Start of Text block

Prevent, Repair, Cure and Prepare for the Future!

In the face of human suffering the Pope highlighted the need for synergies between individuals and institutions, without prejudice. The Holy Father equally underlined the importance of the ethical responsibility of science for the good of humanity. These themes were at the centre of the three-day meeting. Prior to the audience we asked Msgr. Tomasz Trafny, head of the Science and Faith Department of the Vatican’s Pontifical Council for Culture, to draw a balance of this year’s Conference.

What connects the Pontifical Council for Culture to the Cura Foundation?

We have been cooperating with Dr. Robin Smith, president of Cura Foundation, for the past eight years in the joint effort to improve access to health care, increase investment in research and innovation, encourage multi-disciplinary cooperation and help the growth of healthy communities. Our goal is to focus on the latest scientific advancements whilst acknowledging and reflecting on the needs of patients at global level. One of the most important and encouraging aspects is the fact of having succeeded, in a relatively short amount of time, in bringing together the representatives of various communities to dialogue and share know-how and resources designed to improve human health.

End of Text block
Start of Provided information

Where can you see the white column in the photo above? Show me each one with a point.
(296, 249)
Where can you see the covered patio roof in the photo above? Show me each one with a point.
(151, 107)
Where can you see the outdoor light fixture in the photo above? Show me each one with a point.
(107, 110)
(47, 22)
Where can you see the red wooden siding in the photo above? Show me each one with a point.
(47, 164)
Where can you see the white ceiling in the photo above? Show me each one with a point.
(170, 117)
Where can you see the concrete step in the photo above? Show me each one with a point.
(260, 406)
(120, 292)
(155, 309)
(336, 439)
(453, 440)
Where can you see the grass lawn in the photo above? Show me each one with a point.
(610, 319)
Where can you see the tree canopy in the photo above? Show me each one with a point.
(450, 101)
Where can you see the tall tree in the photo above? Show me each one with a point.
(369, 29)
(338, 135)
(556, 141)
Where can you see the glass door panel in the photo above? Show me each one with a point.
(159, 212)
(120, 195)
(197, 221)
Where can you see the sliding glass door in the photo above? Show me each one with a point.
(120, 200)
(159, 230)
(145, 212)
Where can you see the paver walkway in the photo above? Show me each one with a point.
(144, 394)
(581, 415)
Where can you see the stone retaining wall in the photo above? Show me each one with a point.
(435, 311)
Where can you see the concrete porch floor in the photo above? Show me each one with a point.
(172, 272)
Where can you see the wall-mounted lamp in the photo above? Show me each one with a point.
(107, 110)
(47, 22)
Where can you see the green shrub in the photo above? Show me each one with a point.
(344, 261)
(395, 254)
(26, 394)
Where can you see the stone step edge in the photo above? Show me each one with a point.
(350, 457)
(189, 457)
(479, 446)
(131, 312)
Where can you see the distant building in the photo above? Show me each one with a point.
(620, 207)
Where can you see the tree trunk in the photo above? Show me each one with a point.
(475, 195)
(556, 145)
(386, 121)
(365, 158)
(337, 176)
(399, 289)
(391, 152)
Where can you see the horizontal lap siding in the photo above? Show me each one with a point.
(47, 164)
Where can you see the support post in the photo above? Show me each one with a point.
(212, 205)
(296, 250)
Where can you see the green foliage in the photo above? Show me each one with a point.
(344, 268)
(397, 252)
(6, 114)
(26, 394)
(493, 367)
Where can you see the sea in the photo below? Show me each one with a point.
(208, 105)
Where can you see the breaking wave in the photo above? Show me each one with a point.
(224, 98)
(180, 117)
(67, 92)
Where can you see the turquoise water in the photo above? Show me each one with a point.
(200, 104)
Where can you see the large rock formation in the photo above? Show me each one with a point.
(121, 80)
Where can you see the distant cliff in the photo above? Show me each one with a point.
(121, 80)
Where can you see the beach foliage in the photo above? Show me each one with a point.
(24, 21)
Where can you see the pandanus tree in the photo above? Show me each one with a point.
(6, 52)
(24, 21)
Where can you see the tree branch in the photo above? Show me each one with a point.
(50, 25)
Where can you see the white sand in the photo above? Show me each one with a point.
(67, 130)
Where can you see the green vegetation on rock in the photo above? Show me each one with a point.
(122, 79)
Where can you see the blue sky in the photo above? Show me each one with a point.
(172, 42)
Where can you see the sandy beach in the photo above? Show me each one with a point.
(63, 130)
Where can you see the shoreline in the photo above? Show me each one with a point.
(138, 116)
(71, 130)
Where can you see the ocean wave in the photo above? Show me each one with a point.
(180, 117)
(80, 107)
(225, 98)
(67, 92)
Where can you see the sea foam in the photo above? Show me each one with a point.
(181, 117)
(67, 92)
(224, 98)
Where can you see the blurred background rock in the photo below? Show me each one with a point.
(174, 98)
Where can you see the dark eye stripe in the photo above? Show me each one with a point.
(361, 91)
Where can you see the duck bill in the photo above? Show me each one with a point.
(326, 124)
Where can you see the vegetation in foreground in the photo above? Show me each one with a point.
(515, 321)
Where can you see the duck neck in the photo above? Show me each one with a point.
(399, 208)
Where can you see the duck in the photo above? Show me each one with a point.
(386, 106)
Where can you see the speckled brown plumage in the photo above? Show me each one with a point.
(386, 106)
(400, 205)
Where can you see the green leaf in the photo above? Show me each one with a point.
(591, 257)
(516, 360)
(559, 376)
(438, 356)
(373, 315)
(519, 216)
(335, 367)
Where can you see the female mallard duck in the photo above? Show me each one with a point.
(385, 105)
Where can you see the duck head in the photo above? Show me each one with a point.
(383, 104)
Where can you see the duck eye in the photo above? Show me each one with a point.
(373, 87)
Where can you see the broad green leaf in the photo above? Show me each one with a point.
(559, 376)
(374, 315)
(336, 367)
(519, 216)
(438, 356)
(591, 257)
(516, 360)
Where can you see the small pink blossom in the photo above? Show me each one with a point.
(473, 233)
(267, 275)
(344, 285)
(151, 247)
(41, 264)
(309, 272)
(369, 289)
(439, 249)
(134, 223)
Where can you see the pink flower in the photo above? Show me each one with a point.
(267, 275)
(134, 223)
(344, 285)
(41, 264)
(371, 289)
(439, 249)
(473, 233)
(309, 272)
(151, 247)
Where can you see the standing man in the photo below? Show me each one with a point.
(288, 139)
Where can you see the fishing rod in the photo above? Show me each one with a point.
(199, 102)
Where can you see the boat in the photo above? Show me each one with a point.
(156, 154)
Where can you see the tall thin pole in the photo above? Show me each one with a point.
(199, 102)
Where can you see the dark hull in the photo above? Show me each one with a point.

End of Provided information

• _To do_:
A – Check each statement against the text on the Vatican health conference. For each, answer yes or no and quote the deciding words. (i) The meeting lasted three days. (ii) The Pontifical Council for Culture has worked with the Cura Foundation for ten years. (iii) Msgr. Tomasz Trafny heads the Science and Faith Department.
B – Summarize the text on the Vatican health conference in two sentences.
C – List every aim of the joint effort between the Pontifical Council for Culture and the Cura Foundation that the text on the Vatican health conference names.

• _Responses for each task_:
A –
(i) Yes: "These themes were at the centre of the three-day meeting."
(ii) No: "for the past eight years"
(iii) Yes: "head of the Science and Faith Department of the Vatican’s Pontifical Council for Culture"

B – The Pope stressed the need for synergies between individuals and institutions in the face of human suffering, as well as the ethical responsibility of science for the good of humanity, and these themes were central to the three-day meeting. Msgr. Tomasz Trafny explained that the Pontifical Council for Culture has worked with Cura Foundation president Dr. Robin Smith for eight years to improve health care and bring different communities together to share know-how and resources.

C –
- Improve access to health care
- Increase investment in research and innovation
- Encourage multi-disciplinary cooperation
- Help the growth of healthy communities